Data for this task –
☆ ☆ ☆ ☆ ☆ ☆ ☆
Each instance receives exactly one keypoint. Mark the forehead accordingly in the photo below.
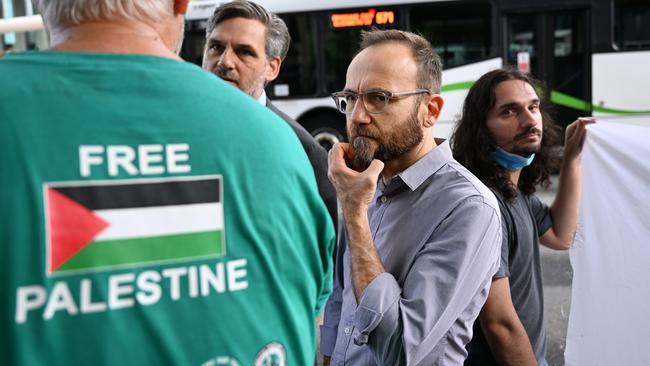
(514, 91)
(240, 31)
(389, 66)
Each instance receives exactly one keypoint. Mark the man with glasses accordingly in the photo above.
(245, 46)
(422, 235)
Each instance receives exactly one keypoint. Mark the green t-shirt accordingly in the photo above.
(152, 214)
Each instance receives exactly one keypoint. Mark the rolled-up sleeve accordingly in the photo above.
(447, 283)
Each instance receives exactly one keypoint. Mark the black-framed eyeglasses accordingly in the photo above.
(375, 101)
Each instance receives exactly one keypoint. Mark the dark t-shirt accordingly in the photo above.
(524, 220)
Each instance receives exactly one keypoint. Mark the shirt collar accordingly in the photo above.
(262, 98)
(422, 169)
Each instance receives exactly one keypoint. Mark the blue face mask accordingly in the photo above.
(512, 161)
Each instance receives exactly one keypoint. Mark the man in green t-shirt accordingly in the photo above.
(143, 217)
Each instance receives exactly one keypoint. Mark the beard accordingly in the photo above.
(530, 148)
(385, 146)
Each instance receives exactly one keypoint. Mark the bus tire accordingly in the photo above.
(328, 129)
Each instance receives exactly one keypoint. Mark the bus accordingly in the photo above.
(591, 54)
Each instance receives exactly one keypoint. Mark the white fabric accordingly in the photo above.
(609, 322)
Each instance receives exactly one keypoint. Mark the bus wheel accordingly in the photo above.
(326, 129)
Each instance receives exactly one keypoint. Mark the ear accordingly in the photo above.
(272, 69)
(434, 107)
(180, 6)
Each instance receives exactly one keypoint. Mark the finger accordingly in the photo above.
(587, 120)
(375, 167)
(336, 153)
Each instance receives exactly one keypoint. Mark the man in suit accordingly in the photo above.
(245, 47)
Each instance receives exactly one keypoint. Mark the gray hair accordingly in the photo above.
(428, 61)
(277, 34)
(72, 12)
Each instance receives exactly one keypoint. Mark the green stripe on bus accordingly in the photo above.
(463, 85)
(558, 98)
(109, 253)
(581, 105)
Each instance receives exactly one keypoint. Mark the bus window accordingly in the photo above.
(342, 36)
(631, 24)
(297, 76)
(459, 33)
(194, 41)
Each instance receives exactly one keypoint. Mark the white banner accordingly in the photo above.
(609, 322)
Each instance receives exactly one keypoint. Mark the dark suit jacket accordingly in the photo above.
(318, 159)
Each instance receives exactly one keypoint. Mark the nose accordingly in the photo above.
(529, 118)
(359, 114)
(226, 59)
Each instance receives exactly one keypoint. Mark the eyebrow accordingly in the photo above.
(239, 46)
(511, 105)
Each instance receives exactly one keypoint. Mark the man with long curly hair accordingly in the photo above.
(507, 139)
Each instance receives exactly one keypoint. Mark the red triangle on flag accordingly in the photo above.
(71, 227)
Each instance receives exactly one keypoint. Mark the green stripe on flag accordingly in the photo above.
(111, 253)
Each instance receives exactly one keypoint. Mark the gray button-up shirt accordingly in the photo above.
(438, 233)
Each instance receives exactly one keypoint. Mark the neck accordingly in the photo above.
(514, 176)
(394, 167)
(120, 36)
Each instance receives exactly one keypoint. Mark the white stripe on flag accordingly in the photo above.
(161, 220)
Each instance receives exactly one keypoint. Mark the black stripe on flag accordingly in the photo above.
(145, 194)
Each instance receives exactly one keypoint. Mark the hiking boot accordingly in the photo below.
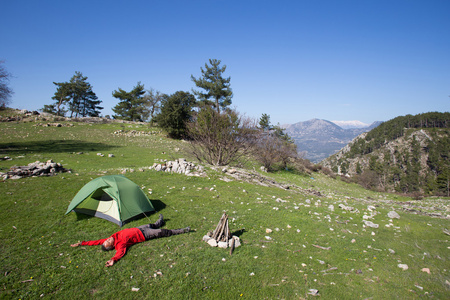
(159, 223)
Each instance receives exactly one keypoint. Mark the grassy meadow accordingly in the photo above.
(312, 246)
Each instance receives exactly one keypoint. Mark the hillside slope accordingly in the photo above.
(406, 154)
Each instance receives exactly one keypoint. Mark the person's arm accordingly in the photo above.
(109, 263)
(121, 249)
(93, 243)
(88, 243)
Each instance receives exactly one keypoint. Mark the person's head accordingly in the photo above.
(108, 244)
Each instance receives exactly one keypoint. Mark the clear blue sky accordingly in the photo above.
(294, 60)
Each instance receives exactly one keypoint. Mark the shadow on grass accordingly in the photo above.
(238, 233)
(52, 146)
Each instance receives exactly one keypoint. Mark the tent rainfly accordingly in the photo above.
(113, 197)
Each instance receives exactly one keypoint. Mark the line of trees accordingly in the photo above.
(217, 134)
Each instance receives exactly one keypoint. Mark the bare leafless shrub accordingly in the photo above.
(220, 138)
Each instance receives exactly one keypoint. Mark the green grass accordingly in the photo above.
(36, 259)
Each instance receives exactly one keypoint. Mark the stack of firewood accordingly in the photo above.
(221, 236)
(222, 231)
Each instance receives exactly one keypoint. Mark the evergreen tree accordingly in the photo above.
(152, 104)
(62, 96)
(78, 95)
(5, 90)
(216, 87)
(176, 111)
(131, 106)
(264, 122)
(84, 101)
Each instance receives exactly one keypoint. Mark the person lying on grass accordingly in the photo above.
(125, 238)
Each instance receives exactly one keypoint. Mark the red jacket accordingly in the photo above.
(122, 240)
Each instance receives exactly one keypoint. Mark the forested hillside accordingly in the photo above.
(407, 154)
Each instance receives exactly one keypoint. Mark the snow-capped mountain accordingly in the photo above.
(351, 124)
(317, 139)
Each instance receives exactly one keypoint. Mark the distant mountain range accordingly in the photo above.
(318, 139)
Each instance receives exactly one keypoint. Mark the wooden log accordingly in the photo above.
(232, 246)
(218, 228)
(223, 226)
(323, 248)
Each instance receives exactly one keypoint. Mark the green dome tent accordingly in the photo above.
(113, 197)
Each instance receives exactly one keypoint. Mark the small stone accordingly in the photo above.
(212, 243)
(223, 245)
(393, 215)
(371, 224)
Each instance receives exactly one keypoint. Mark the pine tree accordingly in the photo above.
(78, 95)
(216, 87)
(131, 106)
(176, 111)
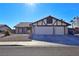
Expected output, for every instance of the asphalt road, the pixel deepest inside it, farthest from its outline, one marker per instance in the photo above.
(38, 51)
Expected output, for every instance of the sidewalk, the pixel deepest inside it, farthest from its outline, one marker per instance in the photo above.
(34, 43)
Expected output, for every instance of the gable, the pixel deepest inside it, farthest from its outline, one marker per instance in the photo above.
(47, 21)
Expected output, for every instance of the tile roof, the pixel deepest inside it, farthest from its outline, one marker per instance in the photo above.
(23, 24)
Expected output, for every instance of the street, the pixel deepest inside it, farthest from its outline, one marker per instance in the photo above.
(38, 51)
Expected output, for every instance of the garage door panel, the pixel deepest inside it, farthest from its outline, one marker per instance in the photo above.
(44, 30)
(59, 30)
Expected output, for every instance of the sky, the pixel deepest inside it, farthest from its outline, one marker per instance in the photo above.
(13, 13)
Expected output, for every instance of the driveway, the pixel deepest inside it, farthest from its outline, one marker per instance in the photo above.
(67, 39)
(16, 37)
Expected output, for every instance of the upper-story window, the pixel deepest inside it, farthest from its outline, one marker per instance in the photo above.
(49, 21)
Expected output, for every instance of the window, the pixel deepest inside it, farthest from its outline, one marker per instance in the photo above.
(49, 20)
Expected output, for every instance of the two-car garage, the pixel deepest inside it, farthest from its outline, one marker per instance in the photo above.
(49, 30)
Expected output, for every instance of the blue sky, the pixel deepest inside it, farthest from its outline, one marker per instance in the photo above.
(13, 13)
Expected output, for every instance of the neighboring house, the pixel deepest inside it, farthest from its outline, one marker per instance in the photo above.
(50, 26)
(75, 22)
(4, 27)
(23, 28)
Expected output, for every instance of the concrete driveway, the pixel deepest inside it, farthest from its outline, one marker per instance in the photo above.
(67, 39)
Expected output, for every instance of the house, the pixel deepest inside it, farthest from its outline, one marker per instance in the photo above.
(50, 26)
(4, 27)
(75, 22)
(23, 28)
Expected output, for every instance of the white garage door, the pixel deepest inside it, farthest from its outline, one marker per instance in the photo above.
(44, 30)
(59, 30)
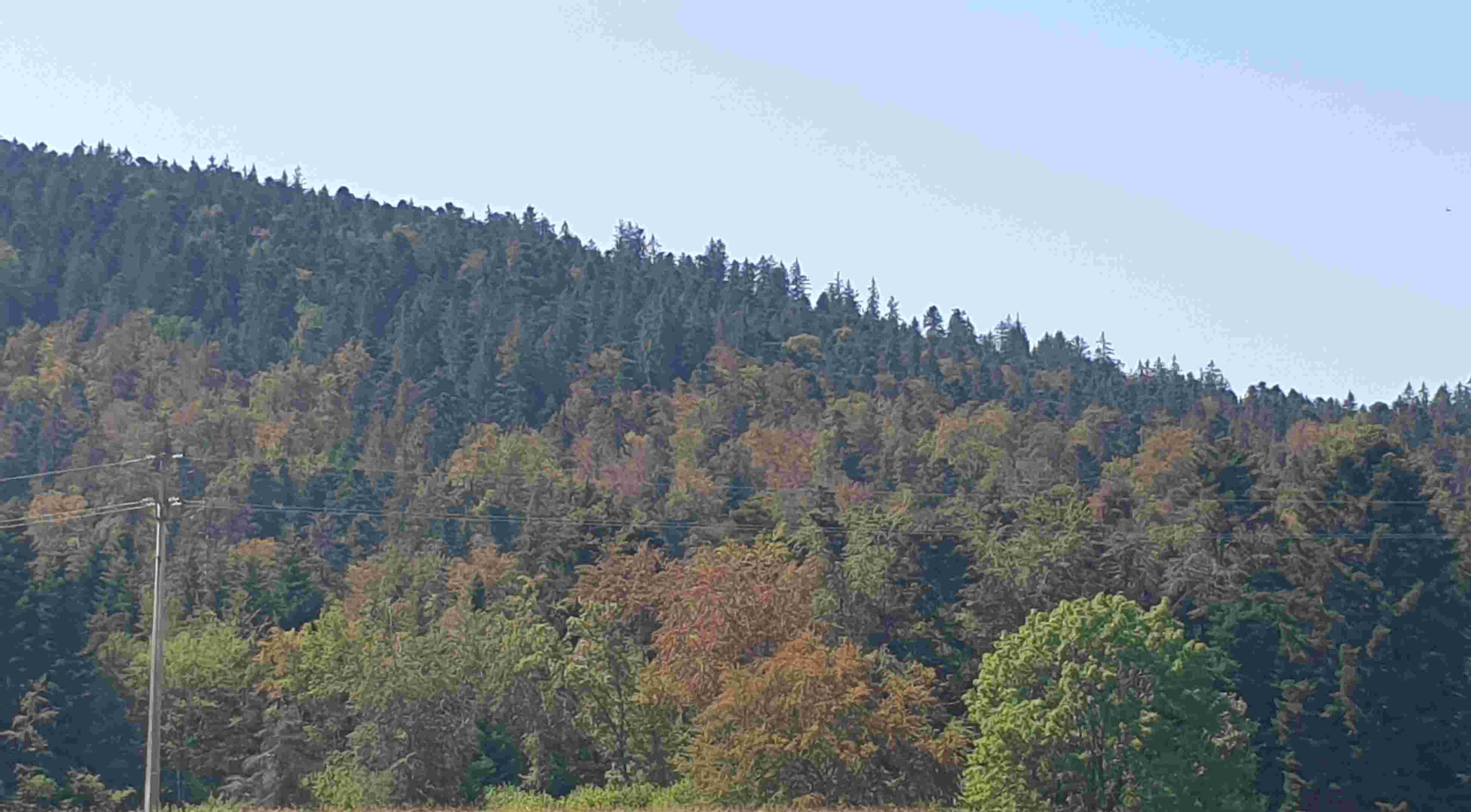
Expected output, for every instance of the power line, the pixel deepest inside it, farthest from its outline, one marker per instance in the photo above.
☆ ☆ ☆ ☆ ☆ ☆ ☆
Problem details –
Write out exactly the lines from the line that contains "Expected output, for every instance of the two-car" through the end of the material, including both ends. No pictures belong in the copy.

Response to the exercise –
Expected output, for every instance of the two-car garage, the pixel deepest inside it, farthest from its outline, one marker per instance in the photo above.
(49, 30)
Expected output, for every instance of the blue sky, the pixel deepest inside it, farthest from its outline, one marker per instance in the photo above.
(13, 13)
Expected output, for every instance of the neighboring house, the pixel deepest inside it, farthest from its outline, one marker per instance in the photo above.
(50, 26)
(75, 22)
(4, 27)
(23, 28)
Expected output, for every instance of the concrete driveway, the pixel deepest inside it, farthest from its outline, one marker per instance in the photo above.
(67, 39)
Expected output, for every instance of the house, the pixel deepest inside it, farthest from its outline, one marker per instance in the photo above.
(50, 26)
(4, 27)
(75, 22)
(23, 28)
Expected output, for every instance of the white garage door, the pixel deepest inside it, farthest from its outline, one marker per instance in the photo above.
(44, 30)
(59, 30)
Expected output, for every instance of the power line, the pixel deepest inside it, farthest from its outline, one marker per instance in the photo above.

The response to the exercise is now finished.